Exercise task = Can you print every item below verbatim, without changing a single character?

Saved entries:

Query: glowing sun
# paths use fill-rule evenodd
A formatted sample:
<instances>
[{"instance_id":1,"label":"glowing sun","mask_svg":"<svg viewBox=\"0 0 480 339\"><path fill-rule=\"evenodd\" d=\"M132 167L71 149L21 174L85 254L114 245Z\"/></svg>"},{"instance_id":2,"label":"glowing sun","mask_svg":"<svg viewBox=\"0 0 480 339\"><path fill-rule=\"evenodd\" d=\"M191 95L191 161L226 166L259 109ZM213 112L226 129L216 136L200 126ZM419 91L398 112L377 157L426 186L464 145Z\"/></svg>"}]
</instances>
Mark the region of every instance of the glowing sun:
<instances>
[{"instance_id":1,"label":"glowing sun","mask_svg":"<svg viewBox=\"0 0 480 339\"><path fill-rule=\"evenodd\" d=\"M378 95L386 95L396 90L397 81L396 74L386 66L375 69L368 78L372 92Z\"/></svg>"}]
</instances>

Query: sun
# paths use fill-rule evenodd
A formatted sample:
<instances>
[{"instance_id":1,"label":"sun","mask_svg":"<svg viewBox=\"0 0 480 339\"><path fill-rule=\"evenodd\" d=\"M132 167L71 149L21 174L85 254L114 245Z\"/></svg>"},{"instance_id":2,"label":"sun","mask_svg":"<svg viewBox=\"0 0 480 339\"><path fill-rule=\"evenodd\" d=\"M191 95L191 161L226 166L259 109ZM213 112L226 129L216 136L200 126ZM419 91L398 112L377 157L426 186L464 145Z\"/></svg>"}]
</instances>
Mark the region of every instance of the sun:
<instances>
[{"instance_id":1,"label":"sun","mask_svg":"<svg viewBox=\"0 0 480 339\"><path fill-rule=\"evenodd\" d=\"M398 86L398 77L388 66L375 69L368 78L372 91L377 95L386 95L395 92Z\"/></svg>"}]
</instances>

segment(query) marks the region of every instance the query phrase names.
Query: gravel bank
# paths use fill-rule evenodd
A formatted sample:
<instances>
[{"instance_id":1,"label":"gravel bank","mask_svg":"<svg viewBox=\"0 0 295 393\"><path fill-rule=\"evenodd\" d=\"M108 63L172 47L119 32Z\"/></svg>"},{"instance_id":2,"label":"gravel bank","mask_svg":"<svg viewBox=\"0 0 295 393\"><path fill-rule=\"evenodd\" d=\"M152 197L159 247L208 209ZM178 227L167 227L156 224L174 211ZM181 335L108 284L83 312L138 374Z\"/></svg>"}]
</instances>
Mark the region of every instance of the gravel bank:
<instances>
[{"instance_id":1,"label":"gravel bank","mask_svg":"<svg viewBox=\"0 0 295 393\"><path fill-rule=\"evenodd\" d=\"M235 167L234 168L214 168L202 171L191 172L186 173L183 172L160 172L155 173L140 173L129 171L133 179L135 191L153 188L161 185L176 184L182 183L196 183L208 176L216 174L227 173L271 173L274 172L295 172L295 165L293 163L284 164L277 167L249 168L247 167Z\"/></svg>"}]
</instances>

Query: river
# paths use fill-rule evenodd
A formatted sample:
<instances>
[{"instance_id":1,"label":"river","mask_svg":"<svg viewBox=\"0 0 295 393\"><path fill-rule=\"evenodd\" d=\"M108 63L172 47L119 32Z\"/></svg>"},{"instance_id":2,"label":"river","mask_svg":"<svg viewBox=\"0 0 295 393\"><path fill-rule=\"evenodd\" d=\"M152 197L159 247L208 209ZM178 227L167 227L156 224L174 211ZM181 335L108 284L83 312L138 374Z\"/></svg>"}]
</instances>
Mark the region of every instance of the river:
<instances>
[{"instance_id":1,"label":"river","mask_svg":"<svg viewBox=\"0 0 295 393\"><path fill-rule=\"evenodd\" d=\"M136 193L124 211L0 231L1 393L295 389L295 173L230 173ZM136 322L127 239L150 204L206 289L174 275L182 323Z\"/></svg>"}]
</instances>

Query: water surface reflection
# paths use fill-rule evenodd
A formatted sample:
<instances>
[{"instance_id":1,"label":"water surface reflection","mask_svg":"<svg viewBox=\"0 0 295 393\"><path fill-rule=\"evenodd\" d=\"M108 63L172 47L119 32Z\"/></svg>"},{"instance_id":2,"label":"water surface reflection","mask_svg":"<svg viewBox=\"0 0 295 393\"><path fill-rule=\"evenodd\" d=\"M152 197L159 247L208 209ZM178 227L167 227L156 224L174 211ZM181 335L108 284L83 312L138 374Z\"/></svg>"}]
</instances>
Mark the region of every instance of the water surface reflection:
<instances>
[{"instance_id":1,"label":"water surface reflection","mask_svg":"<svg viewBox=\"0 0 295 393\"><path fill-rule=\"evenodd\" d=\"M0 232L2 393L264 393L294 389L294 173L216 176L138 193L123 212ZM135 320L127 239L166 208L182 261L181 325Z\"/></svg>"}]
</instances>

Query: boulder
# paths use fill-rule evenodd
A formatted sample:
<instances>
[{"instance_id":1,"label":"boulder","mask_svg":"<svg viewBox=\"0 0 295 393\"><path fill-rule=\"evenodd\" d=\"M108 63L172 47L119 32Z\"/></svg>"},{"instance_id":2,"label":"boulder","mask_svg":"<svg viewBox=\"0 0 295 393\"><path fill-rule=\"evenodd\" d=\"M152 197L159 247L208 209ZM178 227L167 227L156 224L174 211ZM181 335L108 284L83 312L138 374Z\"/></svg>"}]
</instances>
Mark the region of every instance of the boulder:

Output of the exercise =
Query: glowing sun
# paths use fill-rule evenodd
A formatted sample:
<instances>
[{"instance_id":1,"label":"glowing sun","mask_svg":"<svg viewBox=\"0 0 480 339\"><path fill-rule=\"evenodd\" d=\"M132 167L71 149L21 174L85 254L114 245Z\"/></svg>"},{"instance_id":2,"label":"glowing sun","mask_svg":"<svg viewBox=\"0 0 480 339\"><path fill-rule=\"evenodd\" d=\"M191 95L191 161L226 166L259 109ZM213 112L226 129L216 136L200 126ZM419 91L398 112L377 157L426 186L464 145Z\"/></svg>"}]
</instances>
Mark the region of every instance of the glowing sun:
<instances>
[{"instance_id":1,"label":"glowing sun","mask_svg":"<svg viewBox=\"0 0 480 339\"><path fill-rule=\"evenodd\" d=\"M378 95L386 95L396 90L397 81L396 74L386 66L375 69L368 78L372 92Z\"/></svg>"}]
</instances>

Query: sun
# paths use fill-rule evenodd
A formatted sample:
<instances>
[{"instance_id":1,"label":"sun","mask_svg":"<svg viewBox=\"0 0 480 339\"><path fill-rule=\"evenodd\" d=\"M132 167L71 149L21 174L85 254L114 245Z\"/></svg>"},{"instance_id":2,"label":"sun","mask_svg":"<svg viewBox=\"0 0 480 339\"><path fill-rule=\"evenodd\" d=\"M191 95L191 161L226 166L259 109ZM213 112L226 129L216 136L200 126ZM419 91L398 112L377 157L426 186L464 145Z\"/></svg>"}]
</instances>
Mark the region of every instance of the sun:
<instances>
[{"instance_id":1,"label":"sun","mask_svg":"<svg viewBox=\"0 0 480 339\"><path fill-rule=\"evenodd\" d=\"M398 86L398 77L388 66L375 69L368 78L372 91L377 95L386 95L395 92Z\"/></svg>"}]
</instances>

segment(query) marks the region of every instance the query phrase names.
Query: gravel bank
# paths use fill-rule evenodd
A formatted sample:
<instances>
[{"instance_id":1,"label":"gravel bank","mask_svg":"<svg viewBox=\"0 0 295 393\"><path fill-rule=\"evenodd\" d=\"M108 63L172 47L119 32Z\"/></svg>"},{"instance_id":2,"label":"gravel bank","mask_svg":"<svg viewBox=\"0 0 295 393\"><path fill-rule=\"evenodd\" d=\"M152 197L159 247L208 209ZM178 227L167 227L156 224L174 211ZM181 335L108 284L83 312L138 374Z\"/></svg>"}]
</instances>
Mark the region of every instance of the gravel bank:
<instances>
[{"instance_id":1,"label":"gravel bank","mask_svg":"<svg viewBox=\"0 0 295 393\"><path fill-rule=\"evenodd\" d=\"M235 167L234 168L214 168L202 171L191 172L186 173L183 172L160 172L155 173L140 173L129 171L133 179L135 191L153 188L161 185L176 184L182 183L196 183L208 176L216 174L227 173L271 173L274 172L295 172L295 165L293 163L284 164L277 167L249 168L247 167Z\"/></svg>"}]
</instances>

Query: river
# paths use fill-rule evenodd
A formatted sample:
<instances>
[{"instance_id":1,"label":"river","mask_svg":"<svg viewBox=\"0 0 295 393\"><path fill-rule=\"evenodd\" d=\"M108 63L172 47L119 32Z\"/></svg>"},{"instance_id":2,"label":"river","mask_svg":"<svg viewBox=\"0 0 295 393\"><path fill-rule=\"evenodd\" d=\"M152 197L159 247L208 209ZM178 227L167 227L156 224L174 211ZM181 335L108 284L83 312L138 374Z\"/></svg>"}]
</instances>
Mark the region of every instance of the river:
<instances>
[{"instance_id":1,"label":"river","mask_svg":"<svg viewBox=\"0 0 295 393\"><path fill-rule=\"evenodd\" d=\"M136 193L124 211L0 231L1 393L295 389L295 173L230 173ZM136 322L127 239L150 204L206 289L174 275L182 323Z\"/></svg>"}]
</instances>

Query: water surface reflection
# paths use fill-rule evenodd
A formatted sample:
<instances>
[{"instance_id":1,"label":"water surface reflection","mask_svg":"<svg viewBox=\"0 0 295 393\"><path fill-rule=\"evenodd\" d=\"M108 63L172 47L119 32Z\"/></svg>"},{"instance_id":2,"label":"water surface reflection","mask_svg":"<svg viewBox=\"0 0 295 393\"><path fill-rule=\"evenodd\" d=\"M152 197L159 247L208 209ZM178 227L167 227L156 224L174 211ZM181 335L108 284L83 312L138 374Z\"/></svg>"}]
</instances>
Mark the region of every instance of the water surface reflection:
<instances>
[{"instance_id":1,"label":"water surface reflection","mask_svg":"<svg viewBox=\"0 0 295 393\"><path fill-rule=\"evenodd\" d=\"M0 232L2 393L264 393L294 389L294 173L216 176L138 193L123 212ZM135 320L127 239L166 208L182 261L181 325Z\"/></svg>"}]
</instances>

Query: boulder
# paths use fill-rule evenodd
A formatted sample:
<instances>
[{"instance_id":1,"label":"boulder","mask_svg":"<svg viewBox=\"0 0 295 393\"><path fill-rule=\"evenodd\" d=\"M108 63L172 47L119 32Z\"/></svg>"},{"instance_id":2,"label":"boulder","mask_svg":"<svg viewBox=\"0 0 295 393\"><path fill-rule=\"evenodd\" d=\"M152 197L159 247L208 209ZM178 227L167 227L156 224L174 211ZM181 335L108 284L83 312L138 374Z\"/></svg>"}]
</instances>
Mark the region of every instance of the boulder:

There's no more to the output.